::: Texto para leitura

33      Na medida em que alguns Estados‑Membros da União ou do EEE não procedem à avaliação dos rendimentos dos bens imóveis que não estão arrendados, cabe ao contribuinte estimar o valor locativo desses bens. No entanto, em função do nível de vida e das rendas geralmente praticadas nesses Estados, esta estimativa não tem necessariamente de ser de um montante superior ao do valor cadastral de um imóvel comparável situado na Bélgica.

34      No que se refere aos imóveis dados em locação, uma tributação superior dos situados noutro Estado‑Membro da União ou do EEE que não o Reino da Bélgica só poderia ser aplicada se estivessem preenchidos três requisitos, a saber, em primeiro lugar, o arrendamento e as demais vantagens decorrentes da locação serem superiores ao valor cadastral de um imóvel comparável situado na Bélgica, em segundo lugar, o contribuinte belga dispor de outros rendimentos tributáveis na Bélgica e, em terceiro lugar, a tomada em consideração do rendimento imobiliário implicar a passagem a um escalão superior da tabela de tributação.

35      De resto, o valor cadastral de bens imóveis situados na Bélgica aproxima‑se do montante dos rendimentos dos bens imóveis situados num Estado distinto do Reino da Bélgica pela dedução desses rendimentos, dos impostos estrangeiros e das despesas de conservação e de reparação até 40%. No que se refere a essas despesas, o Reino da Bélgica admite, contudo, que o valor cadastral de bens imóveis situados na Bélgica é também diminuído num montante fixo de despesas idênticas.

36      Além disso, o Reino da Bélgica sustenta que os rendimentos de bens imobiliários situados na Bélgica fazem parte dos rendimentos globalmente sujeitos ao imposto sobre o rendimento das pessoas singulares e estão sujeitos ao imposto sobre os bens imóveis, que é um imposto predial distinto. Considera, portanto, que, enquanto, no caso dos imóveis situados noutro Estado, os rendimentos desses imóveis só são tidos em conta para determinar a taxa de tributação aplicável aos rendimentos tributáveis na Bélgica, os rendimentos dos imóveis situados na Bélgica determinam não só a taxa de tributação aplicável como, além disso, estão sujeitos a dupla tributação. Globalmente, a tributação dos residentes belgas que possuem bens imóveis na Bélgica é, por conseguinte, mais elevada do que a dos residentes belgas que possuem bens imóveis situados noutro Estado‑Membro da União ou do EEE.

::::::
::: Informação fornecida

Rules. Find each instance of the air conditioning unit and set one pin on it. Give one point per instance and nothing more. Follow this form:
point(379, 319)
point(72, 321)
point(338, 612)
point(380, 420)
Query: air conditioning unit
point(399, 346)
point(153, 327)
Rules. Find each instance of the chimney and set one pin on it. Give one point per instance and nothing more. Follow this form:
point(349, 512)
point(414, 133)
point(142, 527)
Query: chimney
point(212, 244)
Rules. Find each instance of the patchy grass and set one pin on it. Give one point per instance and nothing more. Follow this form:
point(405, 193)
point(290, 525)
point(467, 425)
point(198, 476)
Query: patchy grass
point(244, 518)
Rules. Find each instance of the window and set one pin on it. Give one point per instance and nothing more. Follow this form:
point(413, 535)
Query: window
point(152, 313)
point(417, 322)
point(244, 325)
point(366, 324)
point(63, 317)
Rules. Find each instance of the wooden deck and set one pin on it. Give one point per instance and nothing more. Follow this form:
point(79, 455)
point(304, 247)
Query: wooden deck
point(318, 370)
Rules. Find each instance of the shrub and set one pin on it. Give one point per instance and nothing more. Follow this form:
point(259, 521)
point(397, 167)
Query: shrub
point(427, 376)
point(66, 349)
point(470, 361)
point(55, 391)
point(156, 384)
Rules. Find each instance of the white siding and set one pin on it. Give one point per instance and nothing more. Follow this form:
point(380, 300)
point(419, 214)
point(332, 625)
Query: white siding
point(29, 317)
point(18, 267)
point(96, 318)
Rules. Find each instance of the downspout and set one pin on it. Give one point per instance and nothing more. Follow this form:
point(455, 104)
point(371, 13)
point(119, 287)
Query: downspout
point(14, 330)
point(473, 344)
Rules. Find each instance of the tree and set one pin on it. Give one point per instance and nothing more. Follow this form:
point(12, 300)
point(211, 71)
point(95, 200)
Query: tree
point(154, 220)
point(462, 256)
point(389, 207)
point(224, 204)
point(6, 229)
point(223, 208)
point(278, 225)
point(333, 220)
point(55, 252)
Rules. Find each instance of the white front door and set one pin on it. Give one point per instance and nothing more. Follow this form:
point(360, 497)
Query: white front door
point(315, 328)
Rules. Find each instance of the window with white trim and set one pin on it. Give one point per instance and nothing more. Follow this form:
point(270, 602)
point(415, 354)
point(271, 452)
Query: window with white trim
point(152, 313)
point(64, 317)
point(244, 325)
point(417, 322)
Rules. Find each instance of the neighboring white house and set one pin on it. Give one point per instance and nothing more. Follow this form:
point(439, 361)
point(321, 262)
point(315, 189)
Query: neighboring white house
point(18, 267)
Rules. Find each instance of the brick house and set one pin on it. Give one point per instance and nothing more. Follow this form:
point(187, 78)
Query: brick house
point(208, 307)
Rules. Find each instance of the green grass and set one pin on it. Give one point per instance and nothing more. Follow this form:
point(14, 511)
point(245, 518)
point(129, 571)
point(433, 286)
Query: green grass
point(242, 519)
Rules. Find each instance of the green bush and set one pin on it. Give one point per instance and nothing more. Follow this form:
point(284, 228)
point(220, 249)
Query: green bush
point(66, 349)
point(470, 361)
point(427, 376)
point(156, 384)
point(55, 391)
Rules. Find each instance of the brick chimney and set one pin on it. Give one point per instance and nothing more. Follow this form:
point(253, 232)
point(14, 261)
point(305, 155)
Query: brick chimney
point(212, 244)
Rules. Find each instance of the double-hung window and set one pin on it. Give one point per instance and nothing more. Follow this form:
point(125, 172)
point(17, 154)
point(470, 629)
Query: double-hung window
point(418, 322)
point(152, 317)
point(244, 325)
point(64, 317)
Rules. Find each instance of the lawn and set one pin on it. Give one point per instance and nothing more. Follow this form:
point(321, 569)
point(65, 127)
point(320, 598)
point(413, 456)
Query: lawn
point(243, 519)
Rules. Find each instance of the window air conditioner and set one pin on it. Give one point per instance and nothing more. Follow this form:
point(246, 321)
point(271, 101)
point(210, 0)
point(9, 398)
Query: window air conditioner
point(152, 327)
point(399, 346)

::::::

■ **Tarefa escrita**: No texto sobre a tributação de imóveis, o que cabe ao contribuinte fazer quando um Estado‑Membro não avalia os rendimentos dos bens imóveis que não estão arrendados?

■ **Resposta abaixo**: Cabe ao contribuinte estimar o valor locativo desses bens.